● **Brief**: Print all of the entries below verbatim, line for line.

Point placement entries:

........

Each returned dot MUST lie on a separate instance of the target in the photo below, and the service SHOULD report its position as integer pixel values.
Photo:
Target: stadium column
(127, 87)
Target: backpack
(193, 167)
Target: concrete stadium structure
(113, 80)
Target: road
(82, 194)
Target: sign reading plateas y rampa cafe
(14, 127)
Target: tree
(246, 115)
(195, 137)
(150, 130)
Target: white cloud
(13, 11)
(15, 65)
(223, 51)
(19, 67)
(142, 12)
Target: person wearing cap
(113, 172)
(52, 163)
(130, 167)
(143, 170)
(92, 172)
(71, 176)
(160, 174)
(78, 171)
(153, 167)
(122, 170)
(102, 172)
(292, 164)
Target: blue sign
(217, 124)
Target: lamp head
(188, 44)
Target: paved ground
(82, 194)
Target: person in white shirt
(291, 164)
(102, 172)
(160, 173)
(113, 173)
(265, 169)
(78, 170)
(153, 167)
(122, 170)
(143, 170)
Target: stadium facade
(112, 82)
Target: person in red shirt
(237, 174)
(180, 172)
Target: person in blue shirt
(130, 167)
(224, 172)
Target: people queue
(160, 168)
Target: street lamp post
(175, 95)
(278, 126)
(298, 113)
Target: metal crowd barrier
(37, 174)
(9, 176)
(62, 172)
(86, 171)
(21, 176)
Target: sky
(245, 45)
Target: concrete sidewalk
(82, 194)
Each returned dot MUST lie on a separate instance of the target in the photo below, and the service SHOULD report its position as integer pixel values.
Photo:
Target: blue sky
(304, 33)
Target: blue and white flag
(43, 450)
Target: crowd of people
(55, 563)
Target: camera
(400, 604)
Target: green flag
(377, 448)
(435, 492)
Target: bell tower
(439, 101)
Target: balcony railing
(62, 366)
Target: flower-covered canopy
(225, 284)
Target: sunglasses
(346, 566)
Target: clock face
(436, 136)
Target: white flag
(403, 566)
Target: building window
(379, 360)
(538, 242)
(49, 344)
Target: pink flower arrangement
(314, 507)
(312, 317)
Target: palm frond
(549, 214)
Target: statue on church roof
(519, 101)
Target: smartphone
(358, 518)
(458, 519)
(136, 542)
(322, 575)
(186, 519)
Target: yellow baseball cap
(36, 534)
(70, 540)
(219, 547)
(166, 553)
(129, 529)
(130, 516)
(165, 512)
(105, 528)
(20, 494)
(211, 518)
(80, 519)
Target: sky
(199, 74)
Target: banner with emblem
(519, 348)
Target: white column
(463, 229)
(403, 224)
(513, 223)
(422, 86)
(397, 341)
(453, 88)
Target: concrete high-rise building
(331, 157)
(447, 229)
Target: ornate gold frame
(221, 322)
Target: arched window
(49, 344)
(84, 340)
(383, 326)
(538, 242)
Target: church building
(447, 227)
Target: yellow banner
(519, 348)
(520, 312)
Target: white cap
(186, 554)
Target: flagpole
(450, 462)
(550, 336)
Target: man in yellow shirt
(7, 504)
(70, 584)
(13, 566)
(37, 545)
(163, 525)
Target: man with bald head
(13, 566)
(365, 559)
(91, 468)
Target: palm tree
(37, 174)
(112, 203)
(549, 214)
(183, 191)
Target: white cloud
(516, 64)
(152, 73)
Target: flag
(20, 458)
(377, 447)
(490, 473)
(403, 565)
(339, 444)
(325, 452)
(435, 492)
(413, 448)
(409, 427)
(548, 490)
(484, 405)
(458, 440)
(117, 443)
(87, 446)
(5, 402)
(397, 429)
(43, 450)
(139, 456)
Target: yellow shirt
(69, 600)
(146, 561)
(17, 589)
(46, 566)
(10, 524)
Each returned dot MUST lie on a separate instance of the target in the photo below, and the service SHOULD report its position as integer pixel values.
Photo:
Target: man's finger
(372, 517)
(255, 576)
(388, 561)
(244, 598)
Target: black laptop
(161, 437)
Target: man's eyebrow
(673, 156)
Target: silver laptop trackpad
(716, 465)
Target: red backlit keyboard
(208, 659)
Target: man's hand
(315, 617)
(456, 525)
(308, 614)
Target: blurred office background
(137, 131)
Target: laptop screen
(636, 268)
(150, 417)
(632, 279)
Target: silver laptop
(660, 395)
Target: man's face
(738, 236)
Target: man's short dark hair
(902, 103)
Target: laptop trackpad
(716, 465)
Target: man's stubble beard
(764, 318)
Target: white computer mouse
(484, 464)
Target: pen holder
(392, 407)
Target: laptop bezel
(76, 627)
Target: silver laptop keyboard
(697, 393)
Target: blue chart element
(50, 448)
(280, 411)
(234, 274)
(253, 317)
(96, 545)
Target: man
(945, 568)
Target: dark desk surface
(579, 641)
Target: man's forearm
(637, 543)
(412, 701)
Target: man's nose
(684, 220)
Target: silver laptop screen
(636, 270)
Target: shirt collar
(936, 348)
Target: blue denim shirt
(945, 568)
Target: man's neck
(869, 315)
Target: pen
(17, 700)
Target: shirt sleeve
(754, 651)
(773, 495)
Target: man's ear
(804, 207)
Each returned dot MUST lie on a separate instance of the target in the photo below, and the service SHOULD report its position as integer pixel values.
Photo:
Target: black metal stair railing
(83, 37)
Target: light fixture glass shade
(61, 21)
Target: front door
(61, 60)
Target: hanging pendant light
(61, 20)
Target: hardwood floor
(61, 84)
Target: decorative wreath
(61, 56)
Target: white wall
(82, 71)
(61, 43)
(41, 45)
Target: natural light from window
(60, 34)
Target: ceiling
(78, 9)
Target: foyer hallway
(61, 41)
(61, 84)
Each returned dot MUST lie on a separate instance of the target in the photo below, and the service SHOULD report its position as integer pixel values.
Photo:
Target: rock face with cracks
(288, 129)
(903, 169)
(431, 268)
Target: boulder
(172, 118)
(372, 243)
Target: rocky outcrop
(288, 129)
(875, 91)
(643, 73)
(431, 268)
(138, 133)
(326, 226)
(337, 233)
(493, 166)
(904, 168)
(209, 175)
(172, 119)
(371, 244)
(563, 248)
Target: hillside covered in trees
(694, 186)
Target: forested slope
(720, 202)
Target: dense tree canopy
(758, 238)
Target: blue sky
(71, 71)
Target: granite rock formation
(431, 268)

........

● **Exercise output**:
Each returned dot MUST lie on a separate instance of the target in the photo below, and the service SHOULD report its position as integer pixel values.
Photo:
Target: stadium column
(127, 87)
Target: backpack
(193, 167)
Target: concrete stadium structure
(113, 80)
Target: road
(82, 194)
Target: sign reading plateas y rampa cafe
(14, 127)
Target: tree
(246, 115)
(195, 137)
(150, 130)
Target: white cloud
(13, 11)
(15, 65)
(223, 51)
(19, 67)
(142, 12)
Target: person wearing cap
(113, 172)
(52, 163)
(130, 167)
(143, 170)
(92, 172)
(71, 176)
(160, 174)
(78, 171)
(153, 167)
(122, 170)
(102, 172)
(292, 164)
Target: blue sign
(217, 124)
Target: lamp head
(188, 44)
Target: paved ground
(82, 194)
Target: person in white shirt
(291, 164)
(102, 172)
(160, 173)
(113, 173)
(265, 169)
(78, 170)
(153, 167)
(122, 170)
(143, 170)
Target: stadium facade
(112, 82)
Target: person in red shirt
(237, 174)
(180, 172)
Target: person in blue shirt
(130, 167)
(224, 172)
Target: people queue
(160, 168)
Target: street lamp post
(175, 95)
(278, 126)
(298, 113)
Target: metal crowd barrier
(37, 174)
(9, 176)
(62, 172)
(86, 171)
(21, 176)
Target: sky
(245, 45)
Target: concrete sidewalk
(82, 194)
Each returned dot MUST lie on a separate instance of the target in the photo below, and the service SHOULD report its position as integer pixel values.
Photo:
Target: blue sky
(304, 33)
Target: blue and white flag
(43, 450)
Target: crowd of people
(55, 563)
Target: camera
(400, 604)
Target: green flag
(377, 448)
(435, 492)
Target: bell tower
(439, 101)
Target: balcony railing
(62, 366)
Target: flower-covered canopy
(225, 284)
Target: sunglasses
(346, 566)
Target: clock face
(436, 136)
Target: white flag
(403, 566)
Target: building window
(379, 360)
(538, 242)
(49, 344)
Target: pink flower arrangement
(314, 507)
(312, 317)
Target: palm frond
(549, 214)
Target: statue on church roof
(519, 101)
Target: smartphone
(358, 518)
(458, 519)
(136, 542)
(322, 575)
(186, 519)
Target: yellow baseball cap
(36, 534)
(70, 540)
(219, 547)
(166, 553)
(129, 529)
(130, 516)
(165, 512)
(105, 528)
(20, 494)
(211, 518)
(80, 519)
Target: sky
(199, 74)
Target: banner with emblem
(519, 348)
Target: white column
(463, 229)
(403, 224)
(513, 223)
(422, 86)
(397, 341)
(453, 88)
Target: concrete high-rise building
(331, 157)
(447, 229)
Target: ornate gold frame
(221, 322)
Target: arched window
(49, 344)
(84, 340)
(383, 326)
(538, 242)
Target: church building
(447, 227)
Target: yellow banner
(519, 348)
(520, 312)
Target: white cap
(186, 554)
Target: flagpole
(450, 462)
(550, 336)
Target: man in yellow shirt
(7, 504)
(70, 584)
(13, 566)
(37, 545)
(163, 525)
Target: man with bald head
(13, 566)
(365, 559)
(91, 468)
Target: palm tree
(37, 174)
(112, 203)
(549, 214)
(183, 191)
Target: white cloud
(516, 64)
(152, 73)
Target: flag
(20, 458)
(377, 447)
(490, 473)
(403, 565)
(339, 444)
(325, 452)
(435, 492)
(413, 448)
(409, 427)
(548, 490)
(484, 405)
(458, 440)
(117, 443)
(87, 446)
(5, 402)
(397, 429)
(43, 450)
(139, 456)
Target: yellow shirt
(69, 600)
(146, 561)
(17, 589)
(46, 566)
(10, 524)
Each returned dot MUST lie on a separate instance of the target in the photo below, and the service SHOULD report its position as integer pixel values.
Photo:
Target: man's finger
(372, 517)
(255, 576)
(388, 561)
(244, 598)
Target: black laptop
(161, 437)
Target: man's eyebrow
(673, 156)
Target: silver laptop trackpad
(716, 465)
Target: red backlit keyboard
(208, 659)
Target: man's hand
(315, 617)
(456, 525)
(308, 614)
Target: blurred office background
(137, 131)
Target: laptop screen
(636, 268)
(150, 417)
(632, 279)
Target: silver laptop
(660, 395)
Target: man's face
(738, 236)
Target: man's short dark hair
(902, 103)
Target: laptop trackpad
(716, 465)
Target: man's stubble beard
(764, 318)
Target: white computer mouse
(484, 464)
Target: pen holder
(392, 407)
Target: laptop bezel
(76, 627)
Target: silver laptop keyboard
(697, 393)
Target: blue chart element
(50, 448)
(280, 411)
(234, 274)
(253, 317)
(96, 545)
Target: man
(945, 568)
Target: dark desk surface
(579, 641)
Target: man's forearm
(637, 543)
(412, 701)
Target: man's nose
(684, 220)
Target: silver laptop screen
(636, 270)
Target: shirt collar
(936, 348)
Target: blue denim shirt
(945, 568)
Target: man's neck
(869, 315)
Target: pen
(17, 700)
Target: shirt sleeve
(754, 651)
(773, 495)
Target: man's ear
(804, 207)
Each returned dot MUST lie on a separate instance of the target in the photo below, and the service SHOULD report its position as integer pixel values.
Photo:
Target: black metal stair railing
(83, 37)
Target: light fixture glass shade
(61, 21)
Target: front door
(61, 60)
Target: hanging pendant light
(61, 20)
Target: hardwood floor
(61, 84)
Target: decorative wreath
(61, 56)
Target: white wall
(82, 71)
(61, 43)
(41, 45)
Target: natural light from window
(60, 34)
Target: ceiling
(78, 9)
Target: foyer hallway
(61, 41)
(61, 84)
Each returned dot MUST lie on a separate instance of the target in the photo below, and the service SHOULD report its position as integer pixel values.
Photo:
Target: rock face with cracks
(288, 129)
(903, 169)
(431, 268)
Target: boulder
(172, 118)
(372, 243)
Target: rocky outcrop
(288, 129)
(875, 91)
(643, 73)
(431, 268)
(138, 133)
(326, 226)
(337, 233)
(493, 166)
(904, 168)
(209, 175)
(172, 119)
(371, 244)
(563, 248)
Target: hillside covered in trees
(694, 186)
Target: forested slope
(720, 202)
Target: dense tree canopy
(758, 238)
Target: blue sky
(71, 71)
Target: granite rock formation
(431, 268)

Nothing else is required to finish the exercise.